● **Texte du document**:

Par J.-B. Greuze (Musée des Beaux-Arts, Nantes)

Charles-Paul-Jean-Baptiste de Bourgevin de Vialart, comte de Saint-Morys, est né à Paris le 11 juillet 1743. Mousquetaire, puis conseiller au Parlement de Paris, il épousa, le 29 juillet 1769, Éléonore-Élisabeth-Angélique de Beauterne de Jauville qui lui apporta une grande fortune et lui donna un fils, Charles-Étienne de Bourgevin de Vialart.
Il demeurait à Paris, 8 rue Vivienne [IIe]. En 1780, il acheta la terre d’Hondainville [Oise], où il fit construire un nouveau manoir sur l’emplacement du Châteauvert, vieux fort qui avait joué un rôle important au temps de la Ligue. Il y transporta son cabinet d’histoire naturelle et sa galerie de tableaux, et s’occupa d’agriculture : c’est à lui qu’on doit l’introduction de la pomme-de-terre dans le canton de Mouy en 1784.
La Révolution chassa le comte de son domaine. Il émigra en 1790, divorça le 3 décembre 1794 

Combat de Quiberon, par Jean Sorieul (1850)

● **Consignes de l'exercice**:
A – Recopiez le passage de la notice sur le comte de Saint-Morys en commençant à "Il demeurait à" et en terminant à "Jean Sorieul (1850)".
B – D'après la notice sur le comte de Saint-Morys, en quelle année acheta-t-il la terre d'Hondainville ?
C – Dans la notice sur le comte de Saint-Morys, résumez en deux phrases le paragraphe qui commence par "Il demeurait à Paris", en gardant ses faits principaux.
Les enregistrements n'entrent pas en jeu ici.

● **Enregistrements fournis**:
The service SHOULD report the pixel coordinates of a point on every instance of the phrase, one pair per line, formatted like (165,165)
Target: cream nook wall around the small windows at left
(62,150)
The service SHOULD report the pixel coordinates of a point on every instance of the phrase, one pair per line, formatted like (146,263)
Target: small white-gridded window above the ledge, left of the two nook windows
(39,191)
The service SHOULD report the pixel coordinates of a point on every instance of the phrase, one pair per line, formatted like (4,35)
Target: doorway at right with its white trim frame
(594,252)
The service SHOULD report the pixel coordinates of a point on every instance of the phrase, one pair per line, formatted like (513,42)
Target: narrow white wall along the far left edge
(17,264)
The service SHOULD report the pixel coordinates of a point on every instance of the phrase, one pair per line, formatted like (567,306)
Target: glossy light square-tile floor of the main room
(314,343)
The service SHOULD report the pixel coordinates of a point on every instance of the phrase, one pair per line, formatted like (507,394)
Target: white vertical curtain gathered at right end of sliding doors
---
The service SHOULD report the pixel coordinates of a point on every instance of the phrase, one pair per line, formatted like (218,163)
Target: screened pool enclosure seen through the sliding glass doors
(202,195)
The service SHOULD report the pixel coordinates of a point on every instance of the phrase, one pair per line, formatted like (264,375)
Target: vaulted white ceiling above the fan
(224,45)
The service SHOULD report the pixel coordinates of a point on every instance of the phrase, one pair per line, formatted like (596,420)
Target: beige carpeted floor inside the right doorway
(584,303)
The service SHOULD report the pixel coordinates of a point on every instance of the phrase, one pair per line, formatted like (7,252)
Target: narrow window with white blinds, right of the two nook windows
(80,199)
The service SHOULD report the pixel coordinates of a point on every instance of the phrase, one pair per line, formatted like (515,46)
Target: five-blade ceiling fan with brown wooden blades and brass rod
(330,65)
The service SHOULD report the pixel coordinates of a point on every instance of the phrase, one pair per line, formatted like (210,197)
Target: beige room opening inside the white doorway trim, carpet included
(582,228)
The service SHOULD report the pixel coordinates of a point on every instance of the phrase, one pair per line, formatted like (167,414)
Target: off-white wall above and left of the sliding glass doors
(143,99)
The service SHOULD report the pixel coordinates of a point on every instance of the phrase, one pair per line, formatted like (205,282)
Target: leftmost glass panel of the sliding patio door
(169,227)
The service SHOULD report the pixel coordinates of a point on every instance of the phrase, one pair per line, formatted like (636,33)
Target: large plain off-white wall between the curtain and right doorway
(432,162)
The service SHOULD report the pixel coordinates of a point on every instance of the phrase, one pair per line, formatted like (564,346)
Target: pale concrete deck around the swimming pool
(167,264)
--
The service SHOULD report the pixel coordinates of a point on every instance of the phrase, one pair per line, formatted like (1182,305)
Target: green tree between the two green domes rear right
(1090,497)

● **Réponses à l'exercice**:
A –
Il demeurait à Paris, 8 rue Vivienne [IIe]. En 1780, il acheta la terre d’Hondainville [Oise], où il fit construire un nouveau manoir sur l’emplacement du Châteauvert, vieux fort qui avait joué un rôle important au temps de la Ligue. Il y transporta son cabinet d’histoire naturelle et sa galerie de tableaux, et s’occupa d’agriculture : c’est à lui qu’on doit l’introduction de la pomme-de-terre dans le canton de Mouy en 1784.
La Révolution chassa le comte de son domaine. Il émigra en 1790, divorça le 3 décembre 1794 

Combat de Quiberon, par Jean Sorieul (1850)

B – En 1780.

C – Le comte, domicilié au 8 rue Vivienne à Paris, acheta en 1780 la terre d'Hondainville, dans l'Oise, et y fit bâtir un manoir à la place du Châteauvert, un vieux fort important au temps de la Ligue. Il y installa son cabinet d'histoire naturelle et sa galerie de tableaux, se consacra à l'agriculture et introduisit la pomme de terre dans le canton de Mouy en 1784.